■ Task statement ■
Retype the entries exactly, keeping every line intact.

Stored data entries

*** Block opens ***

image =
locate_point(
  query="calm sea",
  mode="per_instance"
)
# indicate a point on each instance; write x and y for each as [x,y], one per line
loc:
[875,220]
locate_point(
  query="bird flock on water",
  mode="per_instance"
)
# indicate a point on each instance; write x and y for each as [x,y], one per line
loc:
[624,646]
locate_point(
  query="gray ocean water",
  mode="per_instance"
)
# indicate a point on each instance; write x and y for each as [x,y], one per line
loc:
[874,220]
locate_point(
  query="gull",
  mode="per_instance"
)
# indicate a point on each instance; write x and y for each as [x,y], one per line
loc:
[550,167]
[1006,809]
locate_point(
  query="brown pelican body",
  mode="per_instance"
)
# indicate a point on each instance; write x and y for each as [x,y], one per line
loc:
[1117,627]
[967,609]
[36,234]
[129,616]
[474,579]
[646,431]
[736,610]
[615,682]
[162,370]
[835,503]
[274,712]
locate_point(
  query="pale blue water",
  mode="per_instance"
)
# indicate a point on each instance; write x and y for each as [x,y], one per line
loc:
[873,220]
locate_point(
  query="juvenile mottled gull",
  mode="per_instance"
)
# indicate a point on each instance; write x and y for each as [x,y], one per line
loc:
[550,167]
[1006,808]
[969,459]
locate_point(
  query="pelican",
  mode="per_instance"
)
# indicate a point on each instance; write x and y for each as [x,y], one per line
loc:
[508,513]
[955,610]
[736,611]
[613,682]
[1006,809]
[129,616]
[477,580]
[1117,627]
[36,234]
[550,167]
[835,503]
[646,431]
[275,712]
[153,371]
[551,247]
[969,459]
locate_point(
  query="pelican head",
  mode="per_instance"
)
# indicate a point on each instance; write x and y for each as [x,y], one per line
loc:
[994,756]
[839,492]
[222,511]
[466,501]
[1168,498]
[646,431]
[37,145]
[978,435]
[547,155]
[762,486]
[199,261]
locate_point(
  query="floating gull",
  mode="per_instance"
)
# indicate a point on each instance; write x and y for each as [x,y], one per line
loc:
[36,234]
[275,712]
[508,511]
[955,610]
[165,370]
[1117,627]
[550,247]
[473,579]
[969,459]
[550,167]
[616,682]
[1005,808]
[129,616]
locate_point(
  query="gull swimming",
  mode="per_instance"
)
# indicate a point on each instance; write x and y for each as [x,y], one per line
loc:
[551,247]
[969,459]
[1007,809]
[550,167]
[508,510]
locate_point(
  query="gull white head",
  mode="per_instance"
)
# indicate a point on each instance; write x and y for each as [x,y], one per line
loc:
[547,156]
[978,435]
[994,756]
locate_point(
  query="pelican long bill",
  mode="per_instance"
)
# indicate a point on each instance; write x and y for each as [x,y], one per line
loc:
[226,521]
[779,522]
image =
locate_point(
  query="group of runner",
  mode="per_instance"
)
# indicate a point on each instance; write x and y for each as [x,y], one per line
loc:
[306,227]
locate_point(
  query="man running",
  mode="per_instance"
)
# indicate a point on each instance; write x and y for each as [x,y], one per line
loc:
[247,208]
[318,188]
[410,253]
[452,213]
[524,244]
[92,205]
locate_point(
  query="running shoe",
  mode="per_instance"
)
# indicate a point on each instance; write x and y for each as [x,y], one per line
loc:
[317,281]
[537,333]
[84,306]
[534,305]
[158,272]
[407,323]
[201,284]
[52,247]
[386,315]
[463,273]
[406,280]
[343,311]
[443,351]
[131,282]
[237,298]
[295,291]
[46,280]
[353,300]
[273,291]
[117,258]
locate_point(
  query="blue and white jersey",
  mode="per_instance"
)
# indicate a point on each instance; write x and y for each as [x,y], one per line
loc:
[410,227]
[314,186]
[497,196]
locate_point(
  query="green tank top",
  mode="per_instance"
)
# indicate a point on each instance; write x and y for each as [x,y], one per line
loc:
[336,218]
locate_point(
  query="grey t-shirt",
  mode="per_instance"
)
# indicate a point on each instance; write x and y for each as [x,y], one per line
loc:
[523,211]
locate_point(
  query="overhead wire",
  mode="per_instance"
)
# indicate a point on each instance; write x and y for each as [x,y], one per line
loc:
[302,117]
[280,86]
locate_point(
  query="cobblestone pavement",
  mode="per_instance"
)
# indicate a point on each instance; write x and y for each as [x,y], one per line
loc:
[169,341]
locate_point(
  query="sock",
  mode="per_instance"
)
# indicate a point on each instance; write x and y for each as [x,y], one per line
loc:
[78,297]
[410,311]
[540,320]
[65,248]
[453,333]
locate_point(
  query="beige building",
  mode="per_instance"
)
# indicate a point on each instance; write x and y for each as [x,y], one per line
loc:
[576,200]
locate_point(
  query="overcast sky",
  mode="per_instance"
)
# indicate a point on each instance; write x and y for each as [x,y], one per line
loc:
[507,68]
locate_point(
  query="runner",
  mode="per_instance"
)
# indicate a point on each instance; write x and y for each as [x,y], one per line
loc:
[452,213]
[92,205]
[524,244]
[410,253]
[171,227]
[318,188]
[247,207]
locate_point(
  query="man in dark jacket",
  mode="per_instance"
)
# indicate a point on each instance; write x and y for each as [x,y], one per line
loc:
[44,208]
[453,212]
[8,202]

*** Block closes ***

■ Reply to the task ■
image =
locate_point(
  query="calm sea",
  mode="per_instance"
)
# indicate a point on each instance; write x and y for each as [x,y], one per line
loc:
[875,220]
locate_point(
  query="bird flock on water",
  mode="per_instance"
)
# indicate a point on each instance; write x and y for each as [x,y], one per line
loc:
[624,646]
locate_point(
  query="gray ocean water",
  mode="per_instance"
)
# indicate a point on each instance; write x and y for each as [x,y], one per line
loc:
[874,220]
locate_point(
  query="gull",
  mode="per_instance"
)
# indicate a point on each instance; write x and y for each as [x,y], one per line
loc:
[550,167]
[1006,809]
locate_point(
  query="brown pelican body",
  mode="per_instance"
)
# indicate a point on each instance; write x and y for each as [x,y], one per line
loc:
[1117,627]
[967,609]
[36,234]
[129,616]
[474,579]
[646,431]
[736,610]
[615,682]
[162,370]
[835,503]
[274,712]
locate_point(
  query="pale blue water",
  mode="per_instance"
)
# indicate a point on each instance; write x and y for each as [x,y], one per line
loc:
[873,220]
locate_point(
  query="juvenile mottled gull",
  mode="per_instance"
)
# indicate a point on each instance; write x and y for each as [x,y], one per line
loc:
[550,167]
[1006,808]
[969,459]
locate_point(
  query="pelican",
  mode="per_instance"
)
# indicate a point on each instance; write x and y for each as [x,y], one per line
loc:
[508,513]
[955,610]
[736,611]
[613,682]
[1006,809]
[129,616]
[477,580]
[1117,627]
[36,234]
[550,167]
[835,503]
[646,431]
[275,712]
[153,371]
[551,247]
[969,459]
locate_point(
  query="pelican head",
  mode="per_instance"
)
# indicate a point on each instance; write x and y for each as [x,y], one per line
loc:
[994,756]
[839,492]
[222,511]
[466,501]
[1168,498]
[646,431]
[37,145]
[978,435]
[547,155]
[762,486]
[199,261]
locate_point(
  query="floating gull",
  mode="per_instance"
)
# indicate a point on each instance; write x and y for each as [x,y], one per line
loc:
[36,234]
[275,712]
[508,511]
[955,610]
[165,370]
[1117,627]
[550,247]
[473,579]
[969,459]
[550,167]
[616,682]
[1005,808]
[129,616]
locate_point(
  query="gull swimming",
  mode="per_instance"
)
# indicate a point on each instance; write x and y for each as [x,y], one per line
loc:
[551,247]
[969,459]
[1007,809]
[550,167]
[508,510]
locate_point(
  query="gull white head",
  mode="per_instance"
)
# indicate a point on each instance; write x and y for each as [x,y], one per line
loc:
[547,156]
[978,435]
[994,756]
locate_point(
  query="pelican long bill",
  mode="per_instance"
)
# indicate a point on each instance; write x and y for each as [x,y], one per line
loc:
[226,521]
[779,522]
image =
locate_point(
  query="group of runner",
  mode="per_instance"
)
# indicate a point on each instance; write x and y for each as [x,y], one per line
loc:
[306,227]
locate_point(
  query="man running",
  mode="per_instance"
)
# indicate a point on each instance; write x and y for each as [x,y], one per line
loc:
[247,208]
[318,188]
[410,253]
[452,213]
[524,244]
[92,205]
locate_point(
  query="running shoe",
  mode="per_instance"
)
# indicate a point on each instance; write x and y for each as [x,y], one per line
loc:
[317,281]
[537,333]
[84,306]
[534,305]
[158,272]
[407,323]
[201,284]
[52,247]
[386,315]
[463,273]
[406,280]
[343,311]
[443,351]
[131,282]
[237,298]
[295,291]
[46,280]
[353,300]
[273,291]
[117,258]
locate_point(
  query="blue and white jersey",
  mode="per_instance"
)
# indicate a point on each instance; write x and y for each as [x,y], one per line
loc:
[410,227]
[314,186]
[497,196]
locate_point(
  query="green tank top",
  mode="per_instance"
)
# indicate a point on each instance; write x and y for each as [x,y], one per line
loc:
[336,218]
locate_point(
  query="grey t-shirt",
  mode="per_instance"
)
# indicate a point on each instance; write x and y for each as [x,y], one per line
loc:
[523,211]
locate_point(
  query="overhead wire",
  mode="per_instance"
)
# indicate a point on each instance; write x and y for each as [x,y], one per line
loc:
[302,117]
[280,86]
locate_point(
  query="cobblestone pavement",
  mode="per_instance"
)
# indicate a point on each instance; write x and y for each as [x,y], one per line
loc:
[169,341]
locate_point(
  query="sock",
  mode="per_instance"
)
# indicate a point on each instance; write x and y for each as [x,y], one per line
loc:
[78,297]
[410,311]
[540,320]
[65,248]
[453,333]
locate_point(
  query="beige building",
  mode="per_instance"
)
# indicate a point on each instance; write x and y for each as [x,y], one per line
loc:
[576,200]
locate_point(
  query="overcast sky",
  mode="per_instance"
)
# indicate a point on each instance; write x and y for each as [x,y], one per line
loc:
[507,68]
locate_point(
  query="runner",
  mode="per_instance"
)
# indicate a point on each instance; write x and y for each as [x,y], one per line
loc:
[452,213]
[92,205]
[524,244]
[410,253]
[171,227]
[318,188]
[247,207]
locate_point(
  query="man in dark jacket",
  mode="per_instance"
)
# indicate a point on each instance; write x and y for each as [x,y], one per line
loc:
[44,208]
[453,212]
[8,202]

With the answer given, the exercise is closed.